> _Data supplied_
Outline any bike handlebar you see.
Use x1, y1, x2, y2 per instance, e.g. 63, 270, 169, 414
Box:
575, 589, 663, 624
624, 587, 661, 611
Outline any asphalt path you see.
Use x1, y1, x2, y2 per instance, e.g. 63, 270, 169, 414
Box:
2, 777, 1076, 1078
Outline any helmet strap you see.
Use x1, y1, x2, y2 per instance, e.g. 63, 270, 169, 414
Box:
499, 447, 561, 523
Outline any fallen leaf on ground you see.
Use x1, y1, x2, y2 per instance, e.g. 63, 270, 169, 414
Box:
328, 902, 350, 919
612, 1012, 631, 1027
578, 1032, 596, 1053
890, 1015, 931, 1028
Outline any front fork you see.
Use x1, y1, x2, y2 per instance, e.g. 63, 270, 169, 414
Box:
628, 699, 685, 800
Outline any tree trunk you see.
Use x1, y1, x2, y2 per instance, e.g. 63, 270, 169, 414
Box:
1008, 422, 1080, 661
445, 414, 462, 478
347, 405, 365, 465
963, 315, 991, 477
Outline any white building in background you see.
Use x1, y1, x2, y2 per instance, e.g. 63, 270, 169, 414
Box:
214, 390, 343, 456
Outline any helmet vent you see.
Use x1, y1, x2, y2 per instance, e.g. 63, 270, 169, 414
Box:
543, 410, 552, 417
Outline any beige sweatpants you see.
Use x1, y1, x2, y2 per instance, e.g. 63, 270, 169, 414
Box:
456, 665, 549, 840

> _Problem details_
Transcribe all of the material exactly as it was written.

> _Response to the task_
Outline any bike handlebar you see.
Use x1, y1, x2, y2 per instance, e.g. 63, 270, 169, 414
Box:
575, 589, 663, 624
624, 587, 661, 611
Outline any asphalt path you see.
Use x1, y1, x2, y2 per instance, e.g. 63, 270, 169, 414
Box:
2, 777, 1076, 1078
Outline any helmet strap you see.
Use x1, y1, x2, y2 per instance, e.g. 63, 270, 169, 414
Box:
499, 447, 561, 523
Outline any fallen leaf on ground you see.
Use x1, y1, x2, y2 per instance, e.g. 63, 270, 169, 414
Box:
328, 902, 350, 919
612, 1012, 631, 1027
578, 1032, 596, 1053
890, 1015, 931, 1028
Outline any front fork you see.
Use x1, y1, x2, y2 per instance, e.g. 63, 270, 169, 414
Box:
628, 699, 685, 800
Outline any tree trunk you see.
Use x1, y1, x2, y2 per instance, e.g. 63, 270, 169, 414
Box:
1008, 422, 1080, 661
445, 414, 462, 478
347, 405, 365, 465
963, 315, 991, 477
Outline any white building in background you see.
Use x1, y1, x2, y2 per instance, e.g. 63, 270, 169, 414
Box:
214, 390, 343, 456
Outline any helmet vent you see.
Use x1, y1, x2, y2 per instance, e.g. 63, 270, 169, 414
Box:
543, 410, 552, 417
Outline any beige sweatpants you see.
Use x1, y1, x2, y2 per instance, e.g. 63, 270, 169, 414
Box:
456, 665, 549, 840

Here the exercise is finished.